* Testo selezionato:
-*-*-

Nonostante la frequenza più alta della malattia sia in Africa, occorre riconoscere che la maggior parte delle ricerche sulla natura della SCA e su come affrontarla sono state condotte nella parte Nord del mondo, dove pure si sono tenuti da decenni innumerevoli convegni scientifici sull’argomento. Per questo è molto significativo che alla fine di maggio ha avuto luogo a Kampala, in Uganda, un congresso internazionale mono-tematico sulla SCA, che forse per la prima volta ha radunato più di 500 ematologi, infermieri, ricercatori e pazienti da 19 paesi africani, oltre a partecipanti europei, americani ed asiatici.

Si è parlato di tutti gli aspetti della malattia: dal controllo delle crisi dolorose, alle complicanze più gravi che possono causare morte o disabilità protratte, agli aspetti socio-economici. Ma forse il leit-motif del convegno – o almeno di come io lo ho percepito – è stato quello delle contraddizioni. (1) Una terapia definitiva, il trapianto di midollo osseo, può essere offerta a chi ha un parente compatibile. In pratica, però, anche nei paesi più sviluppati solo una piccola percentuale di pazienti con SCA riceve questa terapia: o perché non ha un donatore disponibile, o perché il paziente è consapevole che i rischi sono statisticamente sempre più bassi, ma non nulli; o perché la procedura è troppo dispendiosa. (2) Negli ultimi 20 anni si è assodato che anche interventi non definitivi sono importanti: particolarmente il controllo di complicanze infettive attraverso vaccinazioni ed antibiotici. Queste misure richiedono diagnosi precoce, meglio ancora alla nascita: paradossalmente, lo screening neonatale si è praticato in alcuni paesi dove la malattia è rara, ma non in altri dove la malattia è assai più comune.

-*-*-

* Consegna:
Rispondi in breve alle domande sul testo selezionato.
(a) In quale città si è svolto il congresso internazionale sulla SCA?
(b) Da quanti paesi africani provenivano i partecipanti al congresso?
(c) Quale terapia definitiva viene indicata e a chi può essere offerta?

-*-*-

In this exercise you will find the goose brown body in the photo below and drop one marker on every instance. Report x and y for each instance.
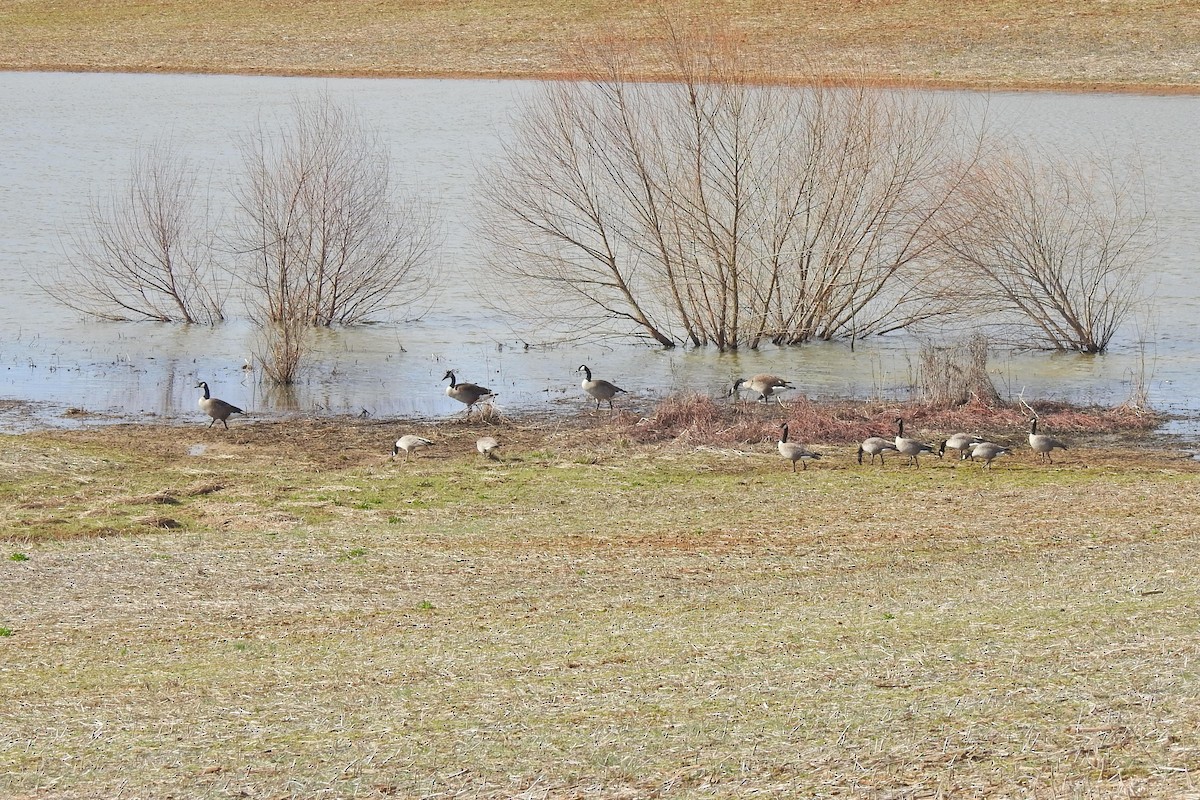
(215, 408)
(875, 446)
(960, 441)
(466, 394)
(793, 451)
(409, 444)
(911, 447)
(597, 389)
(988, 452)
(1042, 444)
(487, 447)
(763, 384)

-*-*-

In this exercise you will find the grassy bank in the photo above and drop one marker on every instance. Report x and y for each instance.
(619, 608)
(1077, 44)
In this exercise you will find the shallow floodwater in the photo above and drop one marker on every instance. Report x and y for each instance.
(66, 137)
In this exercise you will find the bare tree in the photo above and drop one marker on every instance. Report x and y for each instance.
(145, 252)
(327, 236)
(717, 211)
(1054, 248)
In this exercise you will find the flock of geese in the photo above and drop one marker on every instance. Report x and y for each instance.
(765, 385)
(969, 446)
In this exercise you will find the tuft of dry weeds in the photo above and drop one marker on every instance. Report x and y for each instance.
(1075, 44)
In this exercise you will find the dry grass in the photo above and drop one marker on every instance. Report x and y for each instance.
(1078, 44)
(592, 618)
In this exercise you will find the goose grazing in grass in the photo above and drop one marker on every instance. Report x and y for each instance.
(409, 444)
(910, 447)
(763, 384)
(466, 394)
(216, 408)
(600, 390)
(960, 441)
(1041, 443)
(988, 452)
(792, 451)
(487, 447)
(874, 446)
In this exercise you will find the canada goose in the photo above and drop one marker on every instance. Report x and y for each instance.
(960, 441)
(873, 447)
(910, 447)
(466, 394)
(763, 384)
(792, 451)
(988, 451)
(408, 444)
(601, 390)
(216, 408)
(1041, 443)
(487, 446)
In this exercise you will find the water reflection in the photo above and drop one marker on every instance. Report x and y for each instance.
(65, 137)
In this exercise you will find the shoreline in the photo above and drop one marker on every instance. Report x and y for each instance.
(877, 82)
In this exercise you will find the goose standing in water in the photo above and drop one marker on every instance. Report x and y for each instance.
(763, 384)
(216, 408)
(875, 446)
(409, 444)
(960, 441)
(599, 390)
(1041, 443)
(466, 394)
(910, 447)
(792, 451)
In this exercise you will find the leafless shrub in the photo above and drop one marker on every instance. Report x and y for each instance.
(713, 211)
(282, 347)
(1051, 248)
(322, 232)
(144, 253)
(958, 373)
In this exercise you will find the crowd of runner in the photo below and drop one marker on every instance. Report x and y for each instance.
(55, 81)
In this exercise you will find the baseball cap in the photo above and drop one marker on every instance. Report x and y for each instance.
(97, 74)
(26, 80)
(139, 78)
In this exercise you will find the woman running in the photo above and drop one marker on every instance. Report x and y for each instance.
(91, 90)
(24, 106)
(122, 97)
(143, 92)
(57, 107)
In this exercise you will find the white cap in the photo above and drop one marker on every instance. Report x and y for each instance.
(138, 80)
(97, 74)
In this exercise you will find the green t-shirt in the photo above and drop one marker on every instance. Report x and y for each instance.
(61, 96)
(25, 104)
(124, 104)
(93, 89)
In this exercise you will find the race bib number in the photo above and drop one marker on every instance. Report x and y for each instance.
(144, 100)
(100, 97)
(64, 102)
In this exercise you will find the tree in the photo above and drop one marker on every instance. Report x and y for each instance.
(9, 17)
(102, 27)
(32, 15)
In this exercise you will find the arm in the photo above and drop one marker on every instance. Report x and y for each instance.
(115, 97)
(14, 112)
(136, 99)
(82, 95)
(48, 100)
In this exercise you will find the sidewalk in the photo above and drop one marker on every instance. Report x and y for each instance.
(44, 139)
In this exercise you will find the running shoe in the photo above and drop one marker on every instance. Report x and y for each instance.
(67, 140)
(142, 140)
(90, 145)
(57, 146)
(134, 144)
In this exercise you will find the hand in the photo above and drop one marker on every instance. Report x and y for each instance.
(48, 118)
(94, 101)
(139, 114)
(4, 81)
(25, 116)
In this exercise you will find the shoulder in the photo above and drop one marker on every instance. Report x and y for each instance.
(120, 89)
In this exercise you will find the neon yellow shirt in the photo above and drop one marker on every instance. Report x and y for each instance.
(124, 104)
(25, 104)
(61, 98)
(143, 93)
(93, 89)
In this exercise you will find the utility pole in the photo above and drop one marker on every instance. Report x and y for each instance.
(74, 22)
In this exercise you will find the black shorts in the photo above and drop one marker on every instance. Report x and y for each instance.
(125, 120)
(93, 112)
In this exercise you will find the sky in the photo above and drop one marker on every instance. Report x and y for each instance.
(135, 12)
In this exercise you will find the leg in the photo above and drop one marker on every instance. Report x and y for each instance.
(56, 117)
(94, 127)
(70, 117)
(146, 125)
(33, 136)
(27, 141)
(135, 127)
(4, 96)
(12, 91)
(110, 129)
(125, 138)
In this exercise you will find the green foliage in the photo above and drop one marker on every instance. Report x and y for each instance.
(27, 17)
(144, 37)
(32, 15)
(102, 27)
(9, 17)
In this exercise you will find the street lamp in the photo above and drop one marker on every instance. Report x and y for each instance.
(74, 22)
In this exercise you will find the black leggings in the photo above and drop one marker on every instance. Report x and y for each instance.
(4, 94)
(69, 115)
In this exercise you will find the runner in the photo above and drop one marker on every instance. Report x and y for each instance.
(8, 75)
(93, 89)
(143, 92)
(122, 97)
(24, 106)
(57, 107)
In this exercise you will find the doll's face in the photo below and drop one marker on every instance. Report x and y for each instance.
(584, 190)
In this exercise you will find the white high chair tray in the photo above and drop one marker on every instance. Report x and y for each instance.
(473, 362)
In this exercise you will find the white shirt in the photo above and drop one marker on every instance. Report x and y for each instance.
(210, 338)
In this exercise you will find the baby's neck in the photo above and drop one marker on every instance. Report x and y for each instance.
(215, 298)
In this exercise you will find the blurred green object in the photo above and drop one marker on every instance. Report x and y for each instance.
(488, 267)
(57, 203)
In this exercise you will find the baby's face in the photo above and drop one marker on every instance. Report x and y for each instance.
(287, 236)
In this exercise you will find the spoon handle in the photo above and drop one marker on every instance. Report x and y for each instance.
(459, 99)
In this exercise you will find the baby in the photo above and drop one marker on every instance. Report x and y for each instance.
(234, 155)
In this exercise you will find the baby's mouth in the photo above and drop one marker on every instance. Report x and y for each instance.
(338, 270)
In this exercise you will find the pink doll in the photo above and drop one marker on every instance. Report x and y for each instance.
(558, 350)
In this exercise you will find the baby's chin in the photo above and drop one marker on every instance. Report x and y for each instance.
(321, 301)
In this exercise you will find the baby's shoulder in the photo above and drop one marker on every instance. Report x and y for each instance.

-*-*-

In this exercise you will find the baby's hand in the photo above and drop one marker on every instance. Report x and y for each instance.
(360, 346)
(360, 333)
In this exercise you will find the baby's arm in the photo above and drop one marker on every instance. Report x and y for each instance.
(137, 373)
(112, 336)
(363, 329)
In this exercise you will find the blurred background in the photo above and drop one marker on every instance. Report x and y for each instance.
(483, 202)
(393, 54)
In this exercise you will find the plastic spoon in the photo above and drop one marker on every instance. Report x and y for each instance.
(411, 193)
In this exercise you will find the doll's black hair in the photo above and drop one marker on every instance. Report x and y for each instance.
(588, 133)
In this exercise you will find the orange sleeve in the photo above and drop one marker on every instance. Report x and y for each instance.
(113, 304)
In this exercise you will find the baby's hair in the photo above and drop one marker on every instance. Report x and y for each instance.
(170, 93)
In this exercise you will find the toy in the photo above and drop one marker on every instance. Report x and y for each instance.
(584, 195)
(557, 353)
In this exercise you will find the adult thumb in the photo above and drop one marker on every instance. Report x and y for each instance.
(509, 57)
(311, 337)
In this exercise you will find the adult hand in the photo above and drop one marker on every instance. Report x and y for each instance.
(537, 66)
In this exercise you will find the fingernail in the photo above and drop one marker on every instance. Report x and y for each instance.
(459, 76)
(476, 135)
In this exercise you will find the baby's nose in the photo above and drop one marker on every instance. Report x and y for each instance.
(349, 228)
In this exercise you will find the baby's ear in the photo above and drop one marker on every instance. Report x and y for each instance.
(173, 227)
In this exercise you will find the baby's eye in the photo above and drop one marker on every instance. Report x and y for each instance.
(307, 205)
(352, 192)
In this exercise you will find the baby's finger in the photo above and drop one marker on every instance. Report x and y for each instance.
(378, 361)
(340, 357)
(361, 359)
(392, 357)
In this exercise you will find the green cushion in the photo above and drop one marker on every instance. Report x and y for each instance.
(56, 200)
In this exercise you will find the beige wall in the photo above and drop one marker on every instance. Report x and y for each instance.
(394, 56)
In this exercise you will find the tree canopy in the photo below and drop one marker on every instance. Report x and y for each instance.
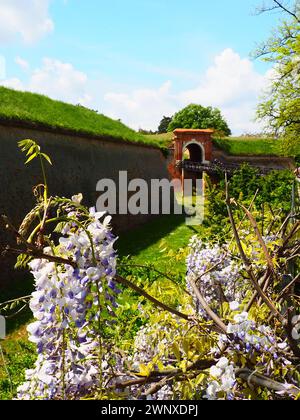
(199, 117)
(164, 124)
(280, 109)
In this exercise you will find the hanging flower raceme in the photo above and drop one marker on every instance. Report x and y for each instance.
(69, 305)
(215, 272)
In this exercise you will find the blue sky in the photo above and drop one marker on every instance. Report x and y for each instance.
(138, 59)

-*-*-

* Soluzione:
(a) A Kampala, in Uganda.
(b) Da 19 paesi africani.
(c) Il trapianto di midollo osseo, che può essere offerto a chi ha un parente compatibile.